Excerpts of labeled region data:
****************

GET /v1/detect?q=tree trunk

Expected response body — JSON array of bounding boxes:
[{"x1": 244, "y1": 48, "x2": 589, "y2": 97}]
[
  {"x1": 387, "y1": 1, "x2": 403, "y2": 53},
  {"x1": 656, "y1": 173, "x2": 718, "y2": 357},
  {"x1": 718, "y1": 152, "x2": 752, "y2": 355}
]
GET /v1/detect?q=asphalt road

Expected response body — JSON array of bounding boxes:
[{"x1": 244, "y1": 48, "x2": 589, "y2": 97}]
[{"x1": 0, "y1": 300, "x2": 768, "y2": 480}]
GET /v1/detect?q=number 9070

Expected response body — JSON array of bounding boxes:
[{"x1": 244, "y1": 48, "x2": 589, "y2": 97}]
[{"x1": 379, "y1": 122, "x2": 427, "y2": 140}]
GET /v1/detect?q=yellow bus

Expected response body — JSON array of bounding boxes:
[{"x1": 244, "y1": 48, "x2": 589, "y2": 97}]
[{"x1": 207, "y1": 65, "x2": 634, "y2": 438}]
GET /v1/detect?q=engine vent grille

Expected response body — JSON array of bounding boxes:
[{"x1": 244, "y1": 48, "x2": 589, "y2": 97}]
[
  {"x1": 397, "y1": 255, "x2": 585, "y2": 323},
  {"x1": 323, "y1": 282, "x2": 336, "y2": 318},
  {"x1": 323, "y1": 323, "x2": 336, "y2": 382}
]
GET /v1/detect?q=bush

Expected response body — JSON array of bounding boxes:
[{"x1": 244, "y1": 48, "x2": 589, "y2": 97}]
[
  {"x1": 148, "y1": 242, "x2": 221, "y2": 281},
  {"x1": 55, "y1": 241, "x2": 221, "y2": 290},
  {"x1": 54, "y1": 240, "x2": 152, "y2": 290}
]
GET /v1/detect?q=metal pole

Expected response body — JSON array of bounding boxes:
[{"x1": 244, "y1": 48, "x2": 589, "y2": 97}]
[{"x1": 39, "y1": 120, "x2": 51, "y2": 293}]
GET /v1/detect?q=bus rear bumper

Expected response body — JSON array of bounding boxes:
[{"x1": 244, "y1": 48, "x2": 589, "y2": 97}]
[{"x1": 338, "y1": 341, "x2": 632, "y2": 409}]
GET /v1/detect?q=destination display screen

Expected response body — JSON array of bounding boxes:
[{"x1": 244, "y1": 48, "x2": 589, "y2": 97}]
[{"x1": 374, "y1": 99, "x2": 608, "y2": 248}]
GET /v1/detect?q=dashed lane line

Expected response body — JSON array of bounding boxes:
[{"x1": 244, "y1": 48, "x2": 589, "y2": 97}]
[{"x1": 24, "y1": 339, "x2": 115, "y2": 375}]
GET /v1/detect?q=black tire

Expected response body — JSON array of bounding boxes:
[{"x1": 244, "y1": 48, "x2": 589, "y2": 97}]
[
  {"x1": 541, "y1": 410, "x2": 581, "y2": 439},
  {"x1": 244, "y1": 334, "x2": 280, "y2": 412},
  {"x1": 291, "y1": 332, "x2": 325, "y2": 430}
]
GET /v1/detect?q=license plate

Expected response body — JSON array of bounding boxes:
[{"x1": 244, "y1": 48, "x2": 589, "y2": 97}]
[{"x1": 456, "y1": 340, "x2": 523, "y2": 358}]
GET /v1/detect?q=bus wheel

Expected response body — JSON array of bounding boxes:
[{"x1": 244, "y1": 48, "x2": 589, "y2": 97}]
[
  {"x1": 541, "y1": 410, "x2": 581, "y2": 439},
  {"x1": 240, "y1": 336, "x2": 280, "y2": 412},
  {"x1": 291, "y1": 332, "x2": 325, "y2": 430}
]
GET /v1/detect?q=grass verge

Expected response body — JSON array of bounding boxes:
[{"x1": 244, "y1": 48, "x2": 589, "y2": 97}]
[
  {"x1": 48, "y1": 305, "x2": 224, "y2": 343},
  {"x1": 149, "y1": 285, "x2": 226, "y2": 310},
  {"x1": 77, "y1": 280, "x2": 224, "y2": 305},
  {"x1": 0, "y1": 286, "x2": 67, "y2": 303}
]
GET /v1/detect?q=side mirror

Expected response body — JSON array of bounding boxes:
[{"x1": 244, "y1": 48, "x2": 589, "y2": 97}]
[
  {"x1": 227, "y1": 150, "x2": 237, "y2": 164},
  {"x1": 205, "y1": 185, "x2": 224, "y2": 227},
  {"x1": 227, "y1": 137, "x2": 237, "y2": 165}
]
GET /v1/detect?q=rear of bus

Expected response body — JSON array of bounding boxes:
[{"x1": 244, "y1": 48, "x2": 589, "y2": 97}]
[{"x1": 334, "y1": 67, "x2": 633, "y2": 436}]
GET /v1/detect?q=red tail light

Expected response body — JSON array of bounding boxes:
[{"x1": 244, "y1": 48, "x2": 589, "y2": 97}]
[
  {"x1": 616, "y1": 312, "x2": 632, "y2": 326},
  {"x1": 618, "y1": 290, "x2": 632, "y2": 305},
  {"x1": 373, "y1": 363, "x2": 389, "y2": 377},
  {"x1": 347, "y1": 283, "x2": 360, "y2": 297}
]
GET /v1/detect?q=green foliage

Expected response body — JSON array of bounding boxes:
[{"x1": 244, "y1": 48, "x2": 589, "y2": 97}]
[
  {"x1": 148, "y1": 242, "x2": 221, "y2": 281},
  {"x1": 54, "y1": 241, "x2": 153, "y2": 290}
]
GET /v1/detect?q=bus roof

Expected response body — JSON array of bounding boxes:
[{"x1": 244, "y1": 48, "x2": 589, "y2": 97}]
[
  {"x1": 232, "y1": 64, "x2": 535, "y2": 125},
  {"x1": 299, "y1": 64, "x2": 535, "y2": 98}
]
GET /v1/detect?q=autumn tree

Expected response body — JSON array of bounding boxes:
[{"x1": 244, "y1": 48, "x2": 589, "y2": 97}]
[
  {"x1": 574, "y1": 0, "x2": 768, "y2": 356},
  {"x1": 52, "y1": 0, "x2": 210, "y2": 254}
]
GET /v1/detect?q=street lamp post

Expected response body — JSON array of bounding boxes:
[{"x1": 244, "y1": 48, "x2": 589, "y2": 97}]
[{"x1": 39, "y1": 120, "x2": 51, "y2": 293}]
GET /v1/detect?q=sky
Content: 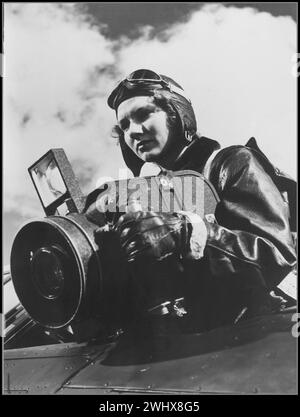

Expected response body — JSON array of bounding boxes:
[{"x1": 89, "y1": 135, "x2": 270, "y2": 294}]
[{"x1": 3, "y1": 2, "x2": 297, "y2": 264}]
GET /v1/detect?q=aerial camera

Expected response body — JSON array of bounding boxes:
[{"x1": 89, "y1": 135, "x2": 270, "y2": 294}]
[{"x1": 11, "y1": 149, "x2": 218, "y2": 340}]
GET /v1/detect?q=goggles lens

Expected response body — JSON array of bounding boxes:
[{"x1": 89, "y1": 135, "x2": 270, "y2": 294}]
[
  {"x1": 108, "y1": 69, "x2": 190, "y2": 109},
  {"x1": 126, "y1": 69, "x2": 165, "y2": 84}
]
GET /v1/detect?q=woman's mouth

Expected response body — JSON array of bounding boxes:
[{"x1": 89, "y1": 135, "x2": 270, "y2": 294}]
[{"x1": 136, "y1": 139, "x2": 154, "y2": 152}]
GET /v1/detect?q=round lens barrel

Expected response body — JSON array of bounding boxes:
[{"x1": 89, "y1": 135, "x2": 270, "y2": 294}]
[{"x1": 11, "y1": 214, "x2": 101, "y2": 329}]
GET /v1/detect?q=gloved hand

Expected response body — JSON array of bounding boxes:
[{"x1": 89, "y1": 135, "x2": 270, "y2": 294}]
[{"x1": 114, "y1": 211, "x2": 207, "y2": 262}]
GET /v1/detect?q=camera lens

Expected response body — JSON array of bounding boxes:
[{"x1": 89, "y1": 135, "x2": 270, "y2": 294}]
[{"x1": 31, "y1": 247, "x2": 66, "y2": 300}]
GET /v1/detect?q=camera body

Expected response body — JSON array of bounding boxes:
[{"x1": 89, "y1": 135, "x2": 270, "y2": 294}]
[{"x1": 11, "y1": 149, "x2": 218, "y2": 341}]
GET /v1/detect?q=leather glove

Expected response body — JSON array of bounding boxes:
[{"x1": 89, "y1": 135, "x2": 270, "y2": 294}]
[{"x1": 114, "y1": 211, "x2": 207, "y2": 262}]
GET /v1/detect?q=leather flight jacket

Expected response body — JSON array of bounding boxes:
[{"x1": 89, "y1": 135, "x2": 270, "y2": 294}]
[{"x1": 169, "y1": 137, "x2": 296, "y2": 329}]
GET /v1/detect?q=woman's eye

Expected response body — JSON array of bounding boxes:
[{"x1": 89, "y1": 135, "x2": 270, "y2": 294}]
[
  {"x1": 119, "y1": 120, "x2": 129, "y2": 132},
  {"x1": 136, "y1": 110, "x2": 150, "y2": 121}
]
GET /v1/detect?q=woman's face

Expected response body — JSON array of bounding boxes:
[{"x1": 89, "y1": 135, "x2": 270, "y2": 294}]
[{"x1": 117, "y1": 96, "x2": 178, "y2": 163}]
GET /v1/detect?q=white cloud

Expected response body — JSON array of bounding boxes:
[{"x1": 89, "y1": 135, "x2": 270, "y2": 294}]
[
  {"x1": 4, "y1": 3, "x2": 297, "y2": 215},
  {"x1": 119, "y1": 4, "x2": 297, "y2": 177},
  {"x1": 4, "y1": 3, "x2": 126, "y2": 214}
]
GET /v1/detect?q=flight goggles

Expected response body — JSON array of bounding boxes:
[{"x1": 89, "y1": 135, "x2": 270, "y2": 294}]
[{"x1": 107, "y1": 69, "x2": 190, "y2": 109}]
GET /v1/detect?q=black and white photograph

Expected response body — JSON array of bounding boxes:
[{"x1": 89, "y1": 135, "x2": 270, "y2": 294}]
[{"x1": 2, "y1": 2, "x2": 299, "y2": 394}]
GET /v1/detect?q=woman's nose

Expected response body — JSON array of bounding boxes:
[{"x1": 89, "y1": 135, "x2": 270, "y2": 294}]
[{"x1": 129, "y1": 122, "x2": 143, "y2": 137}]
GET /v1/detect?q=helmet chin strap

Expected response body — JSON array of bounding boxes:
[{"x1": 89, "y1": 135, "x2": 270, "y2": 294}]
[{"x1": 184, "y1": 128, "x2": 193, "y2": 145}]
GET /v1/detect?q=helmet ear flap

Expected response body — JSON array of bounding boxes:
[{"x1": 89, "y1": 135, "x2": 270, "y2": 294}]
[
  {"x1": 119, "y1": 134, "x2": 144, "y2": 177},
  {"x1": 183, "y1": 125, "x2": 193, "y2": 145}
]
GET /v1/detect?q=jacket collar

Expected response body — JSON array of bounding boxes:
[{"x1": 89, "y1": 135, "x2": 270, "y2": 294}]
[{"x1": 173, "y1": 136, "x2": 221, "y2": 172}]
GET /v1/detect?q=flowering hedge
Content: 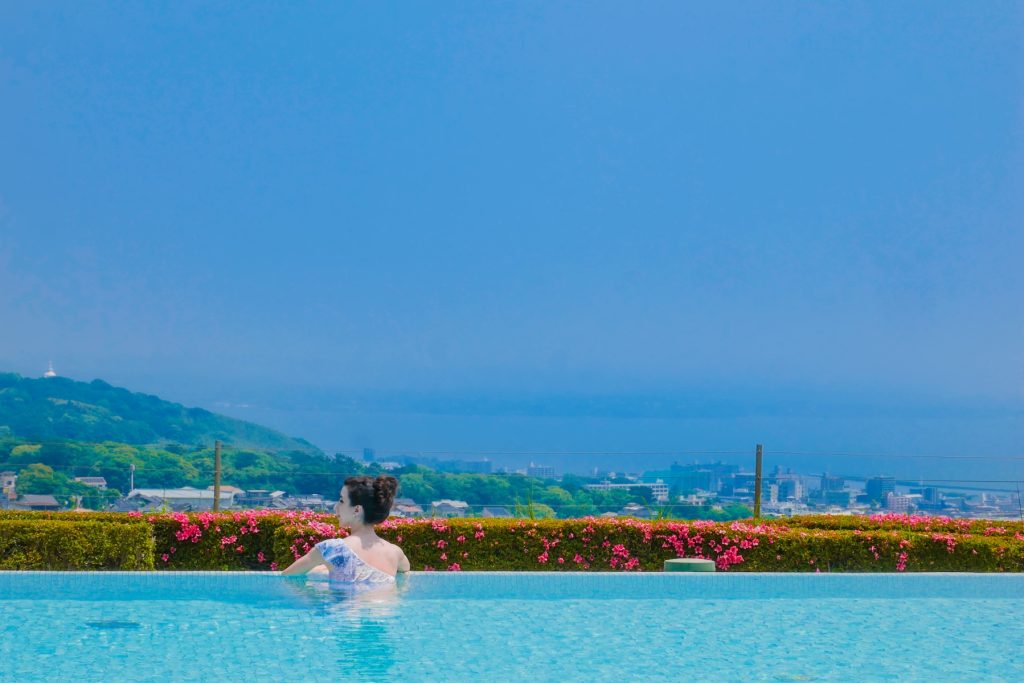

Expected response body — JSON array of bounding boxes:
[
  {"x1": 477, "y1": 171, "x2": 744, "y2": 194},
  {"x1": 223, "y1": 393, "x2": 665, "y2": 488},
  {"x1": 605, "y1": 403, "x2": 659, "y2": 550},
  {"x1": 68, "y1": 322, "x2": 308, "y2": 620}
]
[
  {"x1": 768, "y1": 513, "x2": 1024, "y2": 541},
  {"x1": 274, "y1": 518, "x2": 1024, "y2": 571},
  {"x1": 0, "y1": 511, "x2": 1024, "y2": 571}
]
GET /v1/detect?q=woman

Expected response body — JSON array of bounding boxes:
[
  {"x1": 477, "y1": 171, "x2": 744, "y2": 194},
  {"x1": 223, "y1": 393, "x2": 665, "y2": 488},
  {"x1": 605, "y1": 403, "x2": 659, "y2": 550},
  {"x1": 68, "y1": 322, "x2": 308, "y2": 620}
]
[{"x1": 281, "y1": 475, "x2": 410, "y2": 586}]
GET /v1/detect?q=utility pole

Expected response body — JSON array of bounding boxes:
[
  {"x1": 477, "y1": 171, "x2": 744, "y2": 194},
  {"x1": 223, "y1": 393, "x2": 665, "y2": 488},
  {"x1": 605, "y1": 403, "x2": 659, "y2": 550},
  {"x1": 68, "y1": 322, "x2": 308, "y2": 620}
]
[
  {"x1": 754, "y1": 443, "x2": 764, "y2": 519},
  {"x1": 213, "y1": 439, "x2": 222, "y2": 512}
]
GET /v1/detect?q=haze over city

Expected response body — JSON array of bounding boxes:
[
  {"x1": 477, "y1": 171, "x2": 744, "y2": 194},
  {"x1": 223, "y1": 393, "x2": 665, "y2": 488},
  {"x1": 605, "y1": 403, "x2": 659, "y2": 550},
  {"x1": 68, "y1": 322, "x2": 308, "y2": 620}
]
[{"x1": 0, "y1": 3, "x2": 1024, "y2": 480}]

****************

▶ Work required: Starting at the line that contains "GET /v1/detect?q=utility pole", output each remaining line of the listing, the last line included, exactly as it appears.

▶ Exercise response:
GET /v1/detect?q=utility pole

Expected response body — JSON array of bounding boxes:
[
  {"x1": 477, "y1": 171, "x2": 744, "y2": 194},
  {"x1": 223, "y1": 393, "x2": 665, "y2": 488},
  {"x1": 605, "y1": 403, "x2": 659, "y2": 550},
  {"x1": 68, "y1": 322, "x2": 308, "y2": 620}
]
[
  {"x1": 754, "y1": 443, "x2": 764, "y2": 519},
  {"x1": 213, "y1": 439, "x2": 222, "y2": 512}
]
GET /v1/detect?q=haze over city

Expected response body — JSON array of bounding boxes:
[
  {"x1": 477, "y1": 171, "x2": 744, "y2": 194},
  {"x1": 223, "y1": 393, "x2": 665, "y2": 488},
  {"x1": 605, "y1": 403, "x2": 659, "y2": 550},
  {"x1": 68, "y1": 322, "x2": 308, "y2": 620}
]
[{"x1": 0, "y1": 3, "x2": 1024, "y2": 480}]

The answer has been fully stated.